Certains membres de la Prélature s’interrogent et ont fait part de leurs préoccupations à ce sujet, dans les médias et sur les réseaux sociaux. Comprenez-vous ces déclarations, en particulier celles qui y voient une attaque ? Craignez-vous que certaines personnes utilisent l'Opus Dei pour critiquer le pontificat ?

Il est compréhensible que des questions, des doutes et des inquiétudes se fassent jour, compte tenu également de certaines interprétations qui en ont été données, comme s'il s'agissait de "gagner ou de perdre le pouvoir", ce qui n'a aucun sens dans l'Église.

Dans ma première lettre en tant que prélat, j'ai écrit : « Faire croître le respect mutuel entre les fidèles de l'Église et entre les sensibilités les plus différentes fait partie de notre mission dans la grande famille des enfants de Dieu » Et je citais une phrase du fondateur : « Le principal apostolat que les chrétiens doivent réaliser dans le monde, le meilleur témoignage de foi, est de contribuer à ce que l’on respire dans l'Église un climat d'authentique charité ».

*Bloc de données*:
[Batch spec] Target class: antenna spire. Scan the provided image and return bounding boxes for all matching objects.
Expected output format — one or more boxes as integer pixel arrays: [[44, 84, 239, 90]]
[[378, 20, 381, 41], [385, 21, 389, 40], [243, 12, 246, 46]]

*Consignes*:
1. Énumérez les trois choses dont l'extrait affirme qu'il est compréhensible qu'elles se fassent jour.
2. Recopiez le passage de l'extrait compris entre « Certains membres de » et « sens dans l'Église. », ces deux bornes incluses.

*Corrigé*:
1.
- des questions
- des doutes
- des inquiétudes

2.
Certains membres de la Prélature s’interrogent et ont fait part de leurs préoccupations à ce sujet, dans les médias et sur les réseaux sociaux. Comprenez-vous ces déclarations, en particulier celles qui y voient une attaque ? Craignez-vous que certaines personnes utilisent l'Opus Dei pour critiquer le pontificat ?

Il est compréhensible que des questions, des doutes et des inquiétudes se fassent jour, compte tenu également de certaines interprétations qui en ont été données, comme s'il s'agissait de "gagner ou de perdre le pouvoir", ce qui n'a aucun sens dans l'Église.